### [What you have to do]
Retype exactly the stretch of lines that begins at the line containing "Query: overcast sky" and ends at the last line of the data, with no other lines.

** Start of Provided information **

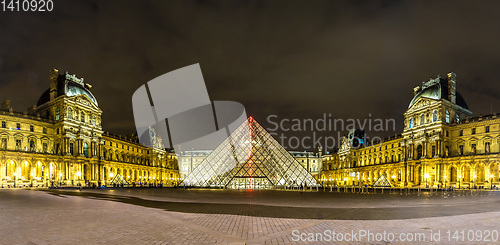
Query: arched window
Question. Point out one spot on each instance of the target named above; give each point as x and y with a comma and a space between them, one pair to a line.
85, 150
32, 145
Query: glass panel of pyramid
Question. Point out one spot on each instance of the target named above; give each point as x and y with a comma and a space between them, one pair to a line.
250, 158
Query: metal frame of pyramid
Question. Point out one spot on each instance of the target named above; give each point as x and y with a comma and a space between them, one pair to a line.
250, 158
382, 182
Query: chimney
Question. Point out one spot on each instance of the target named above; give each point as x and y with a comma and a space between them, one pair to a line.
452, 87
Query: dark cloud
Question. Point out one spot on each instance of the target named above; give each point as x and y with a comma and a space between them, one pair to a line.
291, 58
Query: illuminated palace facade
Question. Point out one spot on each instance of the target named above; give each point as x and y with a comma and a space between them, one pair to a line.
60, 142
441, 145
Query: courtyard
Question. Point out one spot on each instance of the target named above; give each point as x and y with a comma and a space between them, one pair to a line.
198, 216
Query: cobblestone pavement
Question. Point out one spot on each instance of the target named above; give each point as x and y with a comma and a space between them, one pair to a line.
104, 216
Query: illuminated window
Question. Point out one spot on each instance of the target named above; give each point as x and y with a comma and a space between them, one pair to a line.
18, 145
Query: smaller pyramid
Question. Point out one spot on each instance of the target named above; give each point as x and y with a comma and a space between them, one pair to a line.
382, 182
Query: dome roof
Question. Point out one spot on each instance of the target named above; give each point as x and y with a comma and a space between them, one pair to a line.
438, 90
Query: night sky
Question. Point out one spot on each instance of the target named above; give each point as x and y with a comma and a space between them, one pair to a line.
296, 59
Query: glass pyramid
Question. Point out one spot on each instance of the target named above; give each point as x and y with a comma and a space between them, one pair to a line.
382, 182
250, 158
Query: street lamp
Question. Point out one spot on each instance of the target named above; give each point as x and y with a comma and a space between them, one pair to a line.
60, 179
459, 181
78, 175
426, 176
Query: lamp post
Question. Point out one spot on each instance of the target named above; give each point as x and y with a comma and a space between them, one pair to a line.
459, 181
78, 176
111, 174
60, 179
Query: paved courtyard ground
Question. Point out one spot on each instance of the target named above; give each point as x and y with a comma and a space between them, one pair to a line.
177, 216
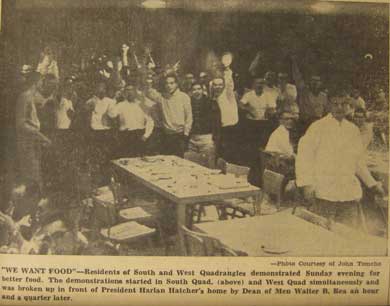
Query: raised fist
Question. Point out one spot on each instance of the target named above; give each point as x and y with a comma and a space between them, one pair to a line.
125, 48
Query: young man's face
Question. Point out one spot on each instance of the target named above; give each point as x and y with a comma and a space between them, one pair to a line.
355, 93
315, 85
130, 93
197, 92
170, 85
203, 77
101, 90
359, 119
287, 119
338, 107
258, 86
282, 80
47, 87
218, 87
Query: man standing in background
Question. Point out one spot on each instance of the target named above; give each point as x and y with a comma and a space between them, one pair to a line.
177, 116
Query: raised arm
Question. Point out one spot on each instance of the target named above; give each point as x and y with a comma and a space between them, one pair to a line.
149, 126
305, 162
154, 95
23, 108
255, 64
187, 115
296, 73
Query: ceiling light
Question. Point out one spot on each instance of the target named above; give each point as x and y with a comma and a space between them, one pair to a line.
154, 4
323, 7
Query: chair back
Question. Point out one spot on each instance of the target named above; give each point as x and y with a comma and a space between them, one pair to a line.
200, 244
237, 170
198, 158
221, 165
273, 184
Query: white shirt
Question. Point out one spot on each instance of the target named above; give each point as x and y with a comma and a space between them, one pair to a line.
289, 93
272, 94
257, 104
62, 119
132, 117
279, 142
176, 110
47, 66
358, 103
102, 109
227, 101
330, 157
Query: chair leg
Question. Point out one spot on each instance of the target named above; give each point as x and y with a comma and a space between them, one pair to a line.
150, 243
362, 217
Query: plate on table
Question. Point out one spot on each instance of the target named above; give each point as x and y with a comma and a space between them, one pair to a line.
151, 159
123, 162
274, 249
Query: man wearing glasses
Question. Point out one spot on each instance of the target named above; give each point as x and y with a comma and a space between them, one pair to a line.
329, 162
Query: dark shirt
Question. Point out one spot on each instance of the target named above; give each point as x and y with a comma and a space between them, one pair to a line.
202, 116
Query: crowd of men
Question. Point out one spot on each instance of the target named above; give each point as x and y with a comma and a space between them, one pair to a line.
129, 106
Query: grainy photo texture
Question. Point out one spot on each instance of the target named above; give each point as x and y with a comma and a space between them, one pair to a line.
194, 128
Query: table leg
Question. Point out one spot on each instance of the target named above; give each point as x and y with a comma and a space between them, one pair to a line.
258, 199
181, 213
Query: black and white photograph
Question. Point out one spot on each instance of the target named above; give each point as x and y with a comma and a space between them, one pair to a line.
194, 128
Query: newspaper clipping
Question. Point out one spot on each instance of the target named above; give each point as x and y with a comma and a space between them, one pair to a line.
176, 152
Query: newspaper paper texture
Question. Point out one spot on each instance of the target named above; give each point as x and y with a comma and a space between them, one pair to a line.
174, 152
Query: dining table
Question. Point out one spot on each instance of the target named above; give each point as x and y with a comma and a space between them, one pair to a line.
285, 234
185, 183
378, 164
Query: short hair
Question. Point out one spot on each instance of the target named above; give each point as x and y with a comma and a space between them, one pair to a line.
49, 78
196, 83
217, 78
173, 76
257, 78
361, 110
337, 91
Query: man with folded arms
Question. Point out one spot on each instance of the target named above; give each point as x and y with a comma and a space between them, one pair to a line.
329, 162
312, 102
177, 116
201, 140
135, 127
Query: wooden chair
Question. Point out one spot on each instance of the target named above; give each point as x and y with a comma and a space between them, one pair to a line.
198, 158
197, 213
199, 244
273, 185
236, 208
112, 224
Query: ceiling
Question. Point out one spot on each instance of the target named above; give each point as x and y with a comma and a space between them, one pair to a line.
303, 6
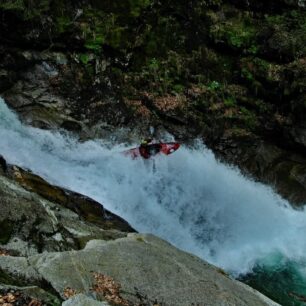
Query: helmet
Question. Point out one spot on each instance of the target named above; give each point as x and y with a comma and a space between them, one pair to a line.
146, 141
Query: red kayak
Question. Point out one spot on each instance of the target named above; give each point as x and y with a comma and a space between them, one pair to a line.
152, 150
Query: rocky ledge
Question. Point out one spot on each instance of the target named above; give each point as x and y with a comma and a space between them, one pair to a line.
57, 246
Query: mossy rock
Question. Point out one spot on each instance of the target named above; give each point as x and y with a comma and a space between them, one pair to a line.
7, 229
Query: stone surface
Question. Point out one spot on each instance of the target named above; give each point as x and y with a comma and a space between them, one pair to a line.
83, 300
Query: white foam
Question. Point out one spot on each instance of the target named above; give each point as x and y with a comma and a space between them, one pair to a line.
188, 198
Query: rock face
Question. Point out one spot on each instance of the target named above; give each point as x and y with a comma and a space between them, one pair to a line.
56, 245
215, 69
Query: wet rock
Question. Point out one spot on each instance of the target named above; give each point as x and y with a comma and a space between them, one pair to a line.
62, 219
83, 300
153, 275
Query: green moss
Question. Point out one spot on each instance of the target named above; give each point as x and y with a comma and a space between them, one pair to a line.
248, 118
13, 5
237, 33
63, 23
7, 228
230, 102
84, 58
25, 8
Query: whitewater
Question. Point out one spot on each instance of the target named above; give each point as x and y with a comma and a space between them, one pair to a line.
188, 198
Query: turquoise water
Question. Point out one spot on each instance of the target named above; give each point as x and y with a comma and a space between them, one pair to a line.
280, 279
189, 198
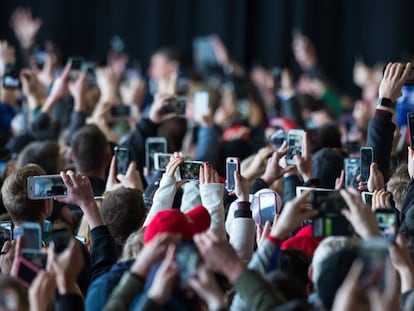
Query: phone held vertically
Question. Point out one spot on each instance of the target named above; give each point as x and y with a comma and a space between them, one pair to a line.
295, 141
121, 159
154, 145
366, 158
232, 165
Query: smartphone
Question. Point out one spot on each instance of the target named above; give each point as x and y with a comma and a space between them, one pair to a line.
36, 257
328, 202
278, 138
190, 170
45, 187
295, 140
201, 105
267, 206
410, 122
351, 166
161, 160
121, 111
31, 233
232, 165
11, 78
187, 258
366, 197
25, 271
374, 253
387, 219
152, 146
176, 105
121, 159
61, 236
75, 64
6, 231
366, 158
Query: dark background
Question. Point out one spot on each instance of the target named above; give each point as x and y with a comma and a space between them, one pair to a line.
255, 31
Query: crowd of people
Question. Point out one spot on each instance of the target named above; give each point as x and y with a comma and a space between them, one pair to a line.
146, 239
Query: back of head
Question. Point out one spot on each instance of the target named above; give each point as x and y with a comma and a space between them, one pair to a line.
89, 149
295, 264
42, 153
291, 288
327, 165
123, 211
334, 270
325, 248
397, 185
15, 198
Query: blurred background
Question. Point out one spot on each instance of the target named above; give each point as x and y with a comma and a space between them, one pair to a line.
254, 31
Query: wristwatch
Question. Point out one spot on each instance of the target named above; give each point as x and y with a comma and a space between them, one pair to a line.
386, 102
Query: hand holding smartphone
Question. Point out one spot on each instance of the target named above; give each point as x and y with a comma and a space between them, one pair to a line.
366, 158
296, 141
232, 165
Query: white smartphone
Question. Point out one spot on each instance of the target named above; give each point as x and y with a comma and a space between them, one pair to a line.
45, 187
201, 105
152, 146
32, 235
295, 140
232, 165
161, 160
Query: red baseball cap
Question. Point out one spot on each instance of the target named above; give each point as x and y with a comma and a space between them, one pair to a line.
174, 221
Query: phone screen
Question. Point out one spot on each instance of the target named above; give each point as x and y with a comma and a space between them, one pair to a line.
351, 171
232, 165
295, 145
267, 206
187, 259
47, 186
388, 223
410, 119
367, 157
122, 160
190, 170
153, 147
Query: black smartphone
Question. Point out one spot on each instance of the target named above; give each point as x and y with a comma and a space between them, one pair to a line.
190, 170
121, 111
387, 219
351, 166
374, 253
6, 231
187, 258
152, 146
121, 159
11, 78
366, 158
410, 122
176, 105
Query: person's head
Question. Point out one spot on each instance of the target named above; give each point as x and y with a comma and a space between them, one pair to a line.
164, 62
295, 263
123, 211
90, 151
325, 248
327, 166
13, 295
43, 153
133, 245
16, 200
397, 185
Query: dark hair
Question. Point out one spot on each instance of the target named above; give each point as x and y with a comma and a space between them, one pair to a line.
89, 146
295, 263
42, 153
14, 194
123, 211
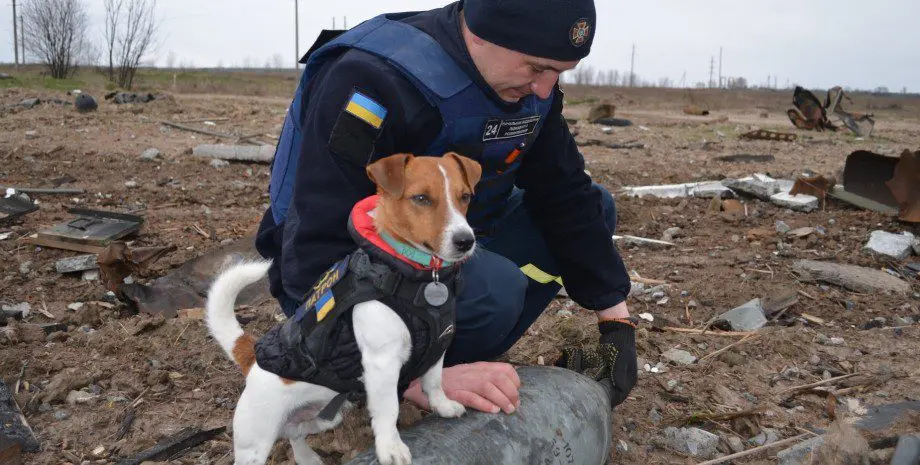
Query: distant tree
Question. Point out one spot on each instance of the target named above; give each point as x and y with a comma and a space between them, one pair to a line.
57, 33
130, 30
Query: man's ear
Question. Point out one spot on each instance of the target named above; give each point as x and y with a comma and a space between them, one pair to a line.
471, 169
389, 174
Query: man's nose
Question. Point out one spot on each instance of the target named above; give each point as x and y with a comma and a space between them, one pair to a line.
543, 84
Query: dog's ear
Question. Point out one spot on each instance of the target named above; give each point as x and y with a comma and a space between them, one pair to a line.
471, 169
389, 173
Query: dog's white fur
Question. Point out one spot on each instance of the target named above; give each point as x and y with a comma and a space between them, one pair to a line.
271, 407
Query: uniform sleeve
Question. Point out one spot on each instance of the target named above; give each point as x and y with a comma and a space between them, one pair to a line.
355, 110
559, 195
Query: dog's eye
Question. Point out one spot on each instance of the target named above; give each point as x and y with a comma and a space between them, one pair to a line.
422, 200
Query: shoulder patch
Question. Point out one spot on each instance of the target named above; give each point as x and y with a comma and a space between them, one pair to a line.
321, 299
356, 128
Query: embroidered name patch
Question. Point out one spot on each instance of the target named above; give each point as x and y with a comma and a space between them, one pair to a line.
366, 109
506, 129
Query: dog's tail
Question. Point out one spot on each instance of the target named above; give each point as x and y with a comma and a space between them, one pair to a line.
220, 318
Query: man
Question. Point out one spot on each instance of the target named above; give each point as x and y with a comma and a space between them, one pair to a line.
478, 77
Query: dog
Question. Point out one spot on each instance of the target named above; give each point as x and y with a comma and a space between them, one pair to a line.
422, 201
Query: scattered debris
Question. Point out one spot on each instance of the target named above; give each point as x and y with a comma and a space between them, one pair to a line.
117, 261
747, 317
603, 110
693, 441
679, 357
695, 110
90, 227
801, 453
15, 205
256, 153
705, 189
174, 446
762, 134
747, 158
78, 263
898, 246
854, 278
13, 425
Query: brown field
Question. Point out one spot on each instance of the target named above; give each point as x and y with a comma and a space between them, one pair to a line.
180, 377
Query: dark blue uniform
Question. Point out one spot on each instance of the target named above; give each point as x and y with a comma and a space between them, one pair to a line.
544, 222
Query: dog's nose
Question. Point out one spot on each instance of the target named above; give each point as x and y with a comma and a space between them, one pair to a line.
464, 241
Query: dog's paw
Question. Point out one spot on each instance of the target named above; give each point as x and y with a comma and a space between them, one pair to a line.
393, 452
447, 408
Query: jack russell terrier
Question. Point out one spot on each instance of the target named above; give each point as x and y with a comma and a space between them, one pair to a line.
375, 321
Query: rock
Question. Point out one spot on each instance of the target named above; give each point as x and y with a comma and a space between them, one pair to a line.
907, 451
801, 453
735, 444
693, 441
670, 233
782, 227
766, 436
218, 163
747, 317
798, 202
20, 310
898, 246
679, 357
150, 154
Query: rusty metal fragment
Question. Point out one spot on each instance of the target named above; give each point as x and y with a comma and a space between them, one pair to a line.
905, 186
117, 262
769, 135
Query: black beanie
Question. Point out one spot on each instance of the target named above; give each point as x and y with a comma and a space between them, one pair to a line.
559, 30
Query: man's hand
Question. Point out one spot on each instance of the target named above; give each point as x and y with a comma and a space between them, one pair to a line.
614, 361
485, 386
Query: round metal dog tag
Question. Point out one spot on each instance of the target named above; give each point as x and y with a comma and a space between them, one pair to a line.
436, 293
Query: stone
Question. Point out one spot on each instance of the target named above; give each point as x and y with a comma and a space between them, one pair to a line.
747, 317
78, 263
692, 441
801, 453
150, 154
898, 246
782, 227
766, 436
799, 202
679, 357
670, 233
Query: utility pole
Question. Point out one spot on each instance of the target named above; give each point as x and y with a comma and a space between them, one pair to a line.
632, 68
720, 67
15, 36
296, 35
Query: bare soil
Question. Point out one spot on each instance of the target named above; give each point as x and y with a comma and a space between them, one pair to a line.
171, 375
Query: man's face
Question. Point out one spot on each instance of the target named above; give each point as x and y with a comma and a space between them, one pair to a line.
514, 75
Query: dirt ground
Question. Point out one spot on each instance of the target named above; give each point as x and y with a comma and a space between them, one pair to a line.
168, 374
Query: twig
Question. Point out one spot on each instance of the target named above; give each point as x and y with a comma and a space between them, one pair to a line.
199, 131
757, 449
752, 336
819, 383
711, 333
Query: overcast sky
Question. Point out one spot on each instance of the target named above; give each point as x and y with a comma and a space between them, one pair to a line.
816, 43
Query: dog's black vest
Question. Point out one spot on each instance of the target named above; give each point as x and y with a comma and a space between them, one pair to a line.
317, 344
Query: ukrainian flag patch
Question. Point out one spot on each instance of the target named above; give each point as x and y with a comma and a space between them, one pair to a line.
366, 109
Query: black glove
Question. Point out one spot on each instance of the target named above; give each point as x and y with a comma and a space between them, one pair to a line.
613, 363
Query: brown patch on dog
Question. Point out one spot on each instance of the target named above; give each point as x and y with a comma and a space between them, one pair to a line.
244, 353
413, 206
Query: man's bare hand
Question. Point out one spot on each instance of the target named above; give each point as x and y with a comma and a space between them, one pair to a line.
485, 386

** End of Provided information **

### [Answer to the exercise]
Query: overcast sky
Question. Point out one spot on each instance of the target named above; give each point as x and y with a comma and a space between them, one pair to a line.
816, 43
Query: dog's black vest
Question. Point out one spot on each instance of the target named above; give each point as x and y with a comma and a space between them, one pair to a line.
317, 344
Query: ukrainian flag patch
Question. Point out one spot on each instance of the target named above; give each point as x and y with a comma and a space between them, one pair to a line.
366, 109
Query: black glove
Question. Point out one spot on each instance of the target named above; give each point as x and y with a comma and a space between them, one pair to a line.
613, 363
Query: brown patch on dog
Question. Point out one spot on each instance of the target named above; give each point as x and y with a comma and a space between them, one pair to a line.
244, 353
413, 206
Query: man's bare hand
Question. Point out one spot on each instance of the target named above; give each point as x and y with a comma and a space between them, one pair to a line.
485, 386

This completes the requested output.